Short problem A »
Add 104 to each x and y coordinate in the answers, and write out every other part of every line unchanged. Cover only the part of the records that opens with the line containing "bent knee in the photo above." and closes at the end of the records, both ends included, and give those lines alone.

BEGIN Extract to read

Single by Skip Ewing

from the album The Coast of Colorado
- B-side: "Dad"
- Released: February 1989
- Genre: Country
- Length: 3:43
- Label: MCA
- Songwriter(s): Skip Ewing, Don Sampson
- Producer(s): Jimmy Bowen, Skip Ewing

Skip Ewing singles chronology
| "Burnin' a Hole in My Heart" (1988) | "The Gospel According to Luke" (1989) | "The Coast of Colorado" (1989) |

= The Gospel According to Luke (song) =

1989 single by Skip Ewing

"The Gospel According to Luke" is a song co-written and recorded by American country music artist Skip Ewing. It was released in February 1989 as the fourth single from the album The Coast of Colorado. The song reached number 10 on the Billboard Hot Country Singles & Tracks chart. The song was by Ewing and Don Sampson.

END Extract to read
BEGIN Entries supplied

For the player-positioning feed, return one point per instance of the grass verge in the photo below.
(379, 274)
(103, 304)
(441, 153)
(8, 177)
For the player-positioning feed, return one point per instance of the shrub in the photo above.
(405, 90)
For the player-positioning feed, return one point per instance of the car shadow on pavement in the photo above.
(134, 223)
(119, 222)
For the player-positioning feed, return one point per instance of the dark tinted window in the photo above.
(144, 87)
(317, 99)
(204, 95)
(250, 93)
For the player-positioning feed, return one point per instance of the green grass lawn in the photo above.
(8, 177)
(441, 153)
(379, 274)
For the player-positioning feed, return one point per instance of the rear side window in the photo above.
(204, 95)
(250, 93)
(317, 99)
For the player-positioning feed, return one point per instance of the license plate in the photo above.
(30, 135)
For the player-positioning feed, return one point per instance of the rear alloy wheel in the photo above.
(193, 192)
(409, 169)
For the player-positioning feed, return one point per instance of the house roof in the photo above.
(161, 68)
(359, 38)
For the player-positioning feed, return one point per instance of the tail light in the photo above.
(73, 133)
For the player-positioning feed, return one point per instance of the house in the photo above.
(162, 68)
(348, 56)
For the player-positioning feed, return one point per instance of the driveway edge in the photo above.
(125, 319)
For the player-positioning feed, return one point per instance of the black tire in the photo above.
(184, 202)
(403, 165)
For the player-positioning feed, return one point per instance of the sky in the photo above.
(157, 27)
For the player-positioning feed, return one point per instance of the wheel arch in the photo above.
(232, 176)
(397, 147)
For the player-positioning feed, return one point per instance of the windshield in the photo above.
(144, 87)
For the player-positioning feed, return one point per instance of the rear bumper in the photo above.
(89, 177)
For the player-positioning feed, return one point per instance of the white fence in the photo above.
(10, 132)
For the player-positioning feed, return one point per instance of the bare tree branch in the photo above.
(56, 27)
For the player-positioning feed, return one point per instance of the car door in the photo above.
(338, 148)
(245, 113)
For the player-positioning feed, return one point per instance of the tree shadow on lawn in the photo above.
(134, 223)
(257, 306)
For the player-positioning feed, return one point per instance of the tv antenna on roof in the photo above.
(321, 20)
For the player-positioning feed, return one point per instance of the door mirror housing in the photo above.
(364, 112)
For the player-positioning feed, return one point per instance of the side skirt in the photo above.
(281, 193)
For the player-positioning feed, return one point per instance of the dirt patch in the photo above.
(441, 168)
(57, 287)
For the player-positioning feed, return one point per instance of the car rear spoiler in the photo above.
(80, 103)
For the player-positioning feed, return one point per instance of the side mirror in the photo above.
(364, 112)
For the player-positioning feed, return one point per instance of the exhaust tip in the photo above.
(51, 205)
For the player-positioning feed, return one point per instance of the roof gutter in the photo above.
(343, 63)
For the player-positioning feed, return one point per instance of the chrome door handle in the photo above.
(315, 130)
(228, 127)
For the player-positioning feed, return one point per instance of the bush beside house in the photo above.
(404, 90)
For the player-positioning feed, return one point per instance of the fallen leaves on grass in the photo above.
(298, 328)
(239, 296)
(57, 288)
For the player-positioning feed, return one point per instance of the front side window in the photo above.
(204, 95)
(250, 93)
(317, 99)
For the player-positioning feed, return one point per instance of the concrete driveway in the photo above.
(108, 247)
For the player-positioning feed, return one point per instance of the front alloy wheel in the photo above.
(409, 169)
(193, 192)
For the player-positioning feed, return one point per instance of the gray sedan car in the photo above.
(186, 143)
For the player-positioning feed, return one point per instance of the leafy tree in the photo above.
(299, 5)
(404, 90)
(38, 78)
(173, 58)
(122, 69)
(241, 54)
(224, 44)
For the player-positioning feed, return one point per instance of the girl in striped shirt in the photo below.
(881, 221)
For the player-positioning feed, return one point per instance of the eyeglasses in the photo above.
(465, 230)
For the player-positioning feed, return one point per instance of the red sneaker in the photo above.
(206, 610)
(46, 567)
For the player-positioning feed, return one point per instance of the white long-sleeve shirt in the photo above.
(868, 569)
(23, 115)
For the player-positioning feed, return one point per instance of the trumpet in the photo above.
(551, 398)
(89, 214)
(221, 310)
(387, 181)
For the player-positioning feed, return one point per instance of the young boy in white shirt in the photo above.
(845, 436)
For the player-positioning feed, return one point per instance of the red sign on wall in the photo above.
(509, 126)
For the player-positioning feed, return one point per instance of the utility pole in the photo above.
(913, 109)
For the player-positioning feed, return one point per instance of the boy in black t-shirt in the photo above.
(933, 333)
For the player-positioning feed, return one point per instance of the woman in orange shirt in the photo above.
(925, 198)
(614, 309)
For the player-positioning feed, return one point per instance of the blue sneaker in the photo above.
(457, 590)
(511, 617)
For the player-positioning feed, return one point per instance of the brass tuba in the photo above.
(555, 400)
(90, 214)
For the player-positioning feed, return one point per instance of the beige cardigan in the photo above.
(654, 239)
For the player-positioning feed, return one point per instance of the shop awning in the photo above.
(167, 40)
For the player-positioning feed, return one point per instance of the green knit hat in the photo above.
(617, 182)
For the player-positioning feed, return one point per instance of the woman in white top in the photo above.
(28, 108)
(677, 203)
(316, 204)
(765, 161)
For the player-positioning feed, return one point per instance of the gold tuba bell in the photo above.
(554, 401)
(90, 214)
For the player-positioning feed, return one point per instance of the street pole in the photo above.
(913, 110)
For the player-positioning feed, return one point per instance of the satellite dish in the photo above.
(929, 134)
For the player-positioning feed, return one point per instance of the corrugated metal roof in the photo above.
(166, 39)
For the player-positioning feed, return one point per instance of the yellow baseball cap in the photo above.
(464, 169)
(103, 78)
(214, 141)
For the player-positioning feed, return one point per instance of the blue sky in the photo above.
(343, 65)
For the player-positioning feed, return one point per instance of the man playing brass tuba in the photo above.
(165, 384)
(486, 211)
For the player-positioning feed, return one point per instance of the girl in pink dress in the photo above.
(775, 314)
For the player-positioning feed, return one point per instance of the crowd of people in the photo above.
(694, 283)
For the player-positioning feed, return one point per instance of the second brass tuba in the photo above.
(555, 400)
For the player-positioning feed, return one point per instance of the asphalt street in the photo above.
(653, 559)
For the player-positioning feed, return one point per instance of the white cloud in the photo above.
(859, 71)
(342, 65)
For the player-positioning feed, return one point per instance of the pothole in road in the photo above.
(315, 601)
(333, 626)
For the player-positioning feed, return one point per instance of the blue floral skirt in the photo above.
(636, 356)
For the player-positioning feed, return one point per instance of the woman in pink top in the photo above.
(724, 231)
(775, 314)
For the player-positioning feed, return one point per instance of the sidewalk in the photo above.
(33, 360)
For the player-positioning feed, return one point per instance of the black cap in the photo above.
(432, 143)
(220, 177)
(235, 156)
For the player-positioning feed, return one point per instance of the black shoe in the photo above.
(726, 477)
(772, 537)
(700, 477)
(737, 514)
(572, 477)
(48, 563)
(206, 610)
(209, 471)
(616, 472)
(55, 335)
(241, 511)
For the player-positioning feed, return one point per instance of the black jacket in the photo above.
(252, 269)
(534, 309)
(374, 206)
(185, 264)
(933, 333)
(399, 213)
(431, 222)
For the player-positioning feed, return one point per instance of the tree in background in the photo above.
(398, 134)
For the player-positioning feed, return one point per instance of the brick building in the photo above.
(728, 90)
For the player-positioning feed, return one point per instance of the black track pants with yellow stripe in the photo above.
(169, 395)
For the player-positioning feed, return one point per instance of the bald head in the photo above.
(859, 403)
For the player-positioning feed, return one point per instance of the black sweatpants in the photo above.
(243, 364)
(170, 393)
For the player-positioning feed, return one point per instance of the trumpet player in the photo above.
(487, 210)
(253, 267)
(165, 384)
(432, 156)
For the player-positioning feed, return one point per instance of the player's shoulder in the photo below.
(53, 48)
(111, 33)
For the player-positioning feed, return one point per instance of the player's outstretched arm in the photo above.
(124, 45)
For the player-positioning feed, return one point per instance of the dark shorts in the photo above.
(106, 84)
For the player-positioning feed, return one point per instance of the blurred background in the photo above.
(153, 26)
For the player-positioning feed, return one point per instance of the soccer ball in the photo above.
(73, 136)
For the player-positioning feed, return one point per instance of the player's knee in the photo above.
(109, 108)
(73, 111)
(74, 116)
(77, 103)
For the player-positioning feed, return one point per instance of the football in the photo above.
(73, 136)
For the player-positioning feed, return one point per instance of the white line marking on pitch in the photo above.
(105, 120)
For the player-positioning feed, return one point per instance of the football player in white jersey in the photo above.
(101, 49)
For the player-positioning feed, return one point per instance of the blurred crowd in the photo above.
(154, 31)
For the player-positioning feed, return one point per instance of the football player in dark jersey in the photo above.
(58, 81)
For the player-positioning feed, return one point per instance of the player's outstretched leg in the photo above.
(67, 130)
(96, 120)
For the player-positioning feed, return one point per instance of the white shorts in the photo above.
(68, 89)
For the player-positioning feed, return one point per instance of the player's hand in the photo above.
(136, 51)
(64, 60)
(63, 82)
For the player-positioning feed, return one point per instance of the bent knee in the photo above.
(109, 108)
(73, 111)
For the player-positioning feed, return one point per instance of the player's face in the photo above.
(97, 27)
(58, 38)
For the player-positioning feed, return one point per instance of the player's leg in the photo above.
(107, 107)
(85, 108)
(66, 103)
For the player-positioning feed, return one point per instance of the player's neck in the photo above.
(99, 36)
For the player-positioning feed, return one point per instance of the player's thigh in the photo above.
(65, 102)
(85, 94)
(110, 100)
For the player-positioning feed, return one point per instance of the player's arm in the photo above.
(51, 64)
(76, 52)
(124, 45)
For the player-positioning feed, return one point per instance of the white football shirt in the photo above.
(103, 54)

END Entries supplied

Short problem B »
Rewrite the paragraph of the song article that begins "The Gospel According to Luke" is a song co-written, making it shorter while keeping its main facts.

Complete output A »
For the player-positioning feed, return one point per instance of the bent knee in the photo above.
(213, 212)
(177, 215)
For the player-positioning feed, return one point per instance of the player's face in the photo above.
(201, 131)
(162, 142)
For the player-positioning feed, return one point per instance of the player's leg in the photo above.
(211, 211)
(189, 212)
(170, 207)
For the player-positioning feed, return one point per instance of the player's neck in the photo above.
(203, 140)
For the player-positioning feed, return one point per instance of the player's thigh in the photo above.
(169, 206)
(189, 198)
(214, 204)
For the player-positioning feed, return one point per instance of the player's arm in the photo above.
(155, 168)
(180, 156)
(228, 149)
For the player-positioning feed, return one point per instance of the white football shirt in the photo above.
(207, 158)

Complete output B »
"The Gospel According to Luke," co-written by Skip Ewing and Don Sampson and recorded by Ewing, came out in February 1989 as the fourth single from The Coast of Colorado. It reached number 10 on the Billboard Hot Country Singles & Tracks chart.